[WHAT THE TASK ASKS] Return every one of the records below verbatim, changing nothing.

--- start of TASK DATA ---

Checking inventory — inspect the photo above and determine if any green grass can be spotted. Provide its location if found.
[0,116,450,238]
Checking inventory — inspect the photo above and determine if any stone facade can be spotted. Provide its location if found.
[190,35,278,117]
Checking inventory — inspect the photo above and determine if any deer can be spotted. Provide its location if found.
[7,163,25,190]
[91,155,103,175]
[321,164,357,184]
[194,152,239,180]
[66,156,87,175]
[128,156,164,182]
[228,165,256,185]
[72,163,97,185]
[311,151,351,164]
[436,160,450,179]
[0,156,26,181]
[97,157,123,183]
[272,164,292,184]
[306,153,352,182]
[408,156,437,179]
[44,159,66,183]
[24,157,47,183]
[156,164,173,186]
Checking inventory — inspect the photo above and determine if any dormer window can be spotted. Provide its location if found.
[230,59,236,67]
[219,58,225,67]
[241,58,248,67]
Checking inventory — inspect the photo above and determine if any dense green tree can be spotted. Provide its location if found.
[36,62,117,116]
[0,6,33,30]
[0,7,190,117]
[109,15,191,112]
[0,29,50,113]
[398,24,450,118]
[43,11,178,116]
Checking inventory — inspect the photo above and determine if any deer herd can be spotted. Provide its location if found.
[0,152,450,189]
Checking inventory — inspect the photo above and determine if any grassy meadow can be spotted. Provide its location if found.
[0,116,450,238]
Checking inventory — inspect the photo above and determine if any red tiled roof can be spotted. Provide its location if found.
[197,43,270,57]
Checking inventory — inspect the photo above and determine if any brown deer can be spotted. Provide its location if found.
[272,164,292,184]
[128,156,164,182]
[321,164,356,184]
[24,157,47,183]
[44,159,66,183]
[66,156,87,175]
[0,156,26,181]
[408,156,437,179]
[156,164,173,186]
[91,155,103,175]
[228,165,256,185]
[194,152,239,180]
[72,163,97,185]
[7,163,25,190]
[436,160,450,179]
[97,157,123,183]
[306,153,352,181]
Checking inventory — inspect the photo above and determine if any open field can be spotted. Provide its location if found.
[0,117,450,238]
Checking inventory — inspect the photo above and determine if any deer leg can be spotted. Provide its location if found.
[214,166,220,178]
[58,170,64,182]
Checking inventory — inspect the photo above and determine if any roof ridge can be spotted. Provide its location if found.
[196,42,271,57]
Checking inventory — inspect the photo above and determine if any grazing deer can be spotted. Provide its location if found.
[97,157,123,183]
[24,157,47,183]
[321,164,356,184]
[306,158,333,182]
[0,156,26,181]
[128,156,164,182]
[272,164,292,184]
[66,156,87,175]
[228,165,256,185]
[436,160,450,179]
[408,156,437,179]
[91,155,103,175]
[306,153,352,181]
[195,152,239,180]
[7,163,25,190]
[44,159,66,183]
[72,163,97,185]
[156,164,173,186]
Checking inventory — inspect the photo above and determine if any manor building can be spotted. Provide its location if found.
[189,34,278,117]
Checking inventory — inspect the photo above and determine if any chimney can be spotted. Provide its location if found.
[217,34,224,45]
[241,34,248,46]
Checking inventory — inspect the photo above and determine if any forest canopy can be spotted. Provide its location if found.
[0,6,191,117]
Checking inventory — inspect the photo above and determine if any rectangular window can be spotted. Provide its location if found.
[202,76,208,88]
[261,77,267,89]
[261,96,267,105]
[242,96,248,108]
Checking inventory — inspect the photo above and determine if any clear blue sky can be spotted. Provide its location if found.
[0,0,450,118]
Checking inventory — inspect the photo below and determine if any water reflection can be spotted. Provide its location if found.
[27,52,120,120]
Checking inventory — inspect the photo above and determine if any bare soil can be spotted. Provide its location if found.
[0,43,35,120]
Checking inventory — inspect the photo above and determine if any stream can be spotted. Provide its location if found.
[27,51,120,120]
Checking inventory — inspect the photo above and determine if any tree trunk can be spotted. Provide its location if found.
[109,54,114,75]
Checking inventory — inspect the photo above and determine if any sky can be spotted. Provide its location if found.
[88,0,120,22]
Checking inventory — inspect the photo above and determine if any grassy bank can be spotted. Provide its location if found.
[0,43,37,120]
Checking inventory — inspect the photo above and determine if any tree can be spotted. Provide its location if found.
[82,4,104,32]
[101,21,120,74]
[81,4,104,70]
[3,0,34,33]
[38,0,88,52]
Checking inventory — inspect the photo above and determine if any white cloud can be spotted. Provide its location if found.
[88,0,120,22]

--- end of TASK DATA ---

[RESULT OF THE TASK]
Checking inventory — inspect the photo above and determine if any green grass can be spotted. Provide its location if found.
[0,116,450,238]
Checking inventory — inspect the photo above and determine if any stone facade can be spotted. Provide its location if found.
[190,35,278,117]
Checking inventory — inspect the photo above and determine if any deer can be spotted. Provide its location if found.
[7,163,25,190]
[91,155,103,175]
[321,164,357,184]
[194,152,239,180]
[66,156,87,175]
[128,156,164,182]
[228,165,256,185]
[72,163,97,185]
[311,151,351,164]
[436,160,450,179]
[0,156,26,181]
[97,157,123,183]
[272,164,292,184]
[306,153,352,182]
[408,156,437,179]
[44,159,66,183]
[24,157,47,183]
[156,164,173,186]
Checking inventory — inspect the photo above and determine if any dormer window can be spotted. Provide its location if found.
[230,59,236,67]
[219,58,225,67]
[241,58,248,67]
Checking inventory — inspect the photo above and determine if any dense green tree can be spotted. Provide its location if found.
[36,62,117,116]
[0,6,33,30]
[0,7,190,117]
[109,15,191,112]
[0,29,50,113]
[398,24,450,118]
[43,11,178,116]
Checking inventory — inspect the photo above and determine if any deer herd can be spotted. Provide its location if found.
[0,152,450,189]
Checking inventory — inspect the photo above and determine if any grassy meadow can be spotted. Provide its location if found.
[0,116,450,238]
Checking inventory — inspect the photo above and determine if any red tiled roof can be spotted. Provide its location if found.
[197,43,270,57]
Checking inventory — inspect the photo above and determine if any brown deer can be spotted. Provide its location if found.
[272,164,292,184]
[128,156,164,182]
[321,164,356,184]
[24,157,47,183]
[44,159,66,183]
[66,156,87,175]
[0,156,26,181]
[408,156,437,179]
[156,164,173,186]
[91,155,103,175]
[228,165,256,185]
[194,152,239,180]
[72,163,97,185]
[7,163,25,190]
[436,160,450,179]
[97,157,123,183]
[306,153,352,181]
Checking inventory — inspect the photo above and determine if any open field can be spotted. Provide its location if found.
[0,117,450,238]
Checking inventory — inspect the photo above and determine if any deer leg can be spotted. Provide its location if found.
[214,166,220,178]
[58,170,64,182]
Checking inventory — inspect the photo above and determine if any roof ridge can be spotted. Provide its location if found.
[196,42,271,57]
Checking inventory — inspect the photo above and determine if any grazing deer can be spotted. Provide its location if found.
[97,157,123,183]
[24,157,47,183]
[321,164,356,184]
[306,158,333,182]
[0,156,26,181]
[128,156,164,182]
[272,164,292,184]
[66,156,87,175]
[228,165,256,185]
[436,160,450,179]
[408,156,437,179]
[91,155,103,175]
[306,153,352,181]
[195,152,239,180]
[7,163,25,190]
[44,159,66,183]
[72,163,97,185]
[156,164,173,186]
Checking inventory — inspect the photo above and determine if any manor building can be spotted. Provide its location if found.
[189,34,278,117]
Checking inventory — inspect the photo above and determine if any chimney can be spotted. Provide its location if found.
[217,34,224,45]
[241,34,248,46]
Checking inventory — inspect the photo above and determine if any forest canopy can be spotted. Provide its location if found.
[0,6,191,117]
Checking inventory — inspect the photo above and determine if any rectangular window can be spotted. Provide its location if found.
[202,76,208,88]
[261,77,267,89]
[261,96,267,105]
[242,96,248,108]
Checking inventory — inspect the photo above and determine if any clear blue sky can be spotted. Provide its location if found.
[0,0,450,118]
Checking inventory — inspect the photo below and determine if any water reflection can be spotted. Provide its location if found.
[27,52,120,120]
Checking inventory — inspect the photo above and determine if any bare soil can be spotted. Provide its location if found.
[0,43,35,120]
Checking inventory — inspect the photo above and determine if any stream can be spotted. Provide its location if found.
[27,51,120,120]
Checking inventory — inspect the photo above and determine if any tree trunk can be spotted. Provide its location if found.
[109,54,114,75]
Checking inventory — inspect the photo above and determine if any sky can be spotted. Provide its location if found.
[88,0,120,22]
Checking inventory — inspect the photo above and determine if any grassy bank can be spotted. Provide its location if found.
[0,43,37,120]
Checking inventory — inspect the photo above and determine if any tree can be spotted. Provide its location if found.
[82,4,104,32]
[101,21,120,74]
[81,4,104,70]
[3,0,34,33]
[38,0,88,52]
Checking inventory — inspect the photo above and determine if any white cloud can be spotted. Provide its location if found.
[88,0,120,22]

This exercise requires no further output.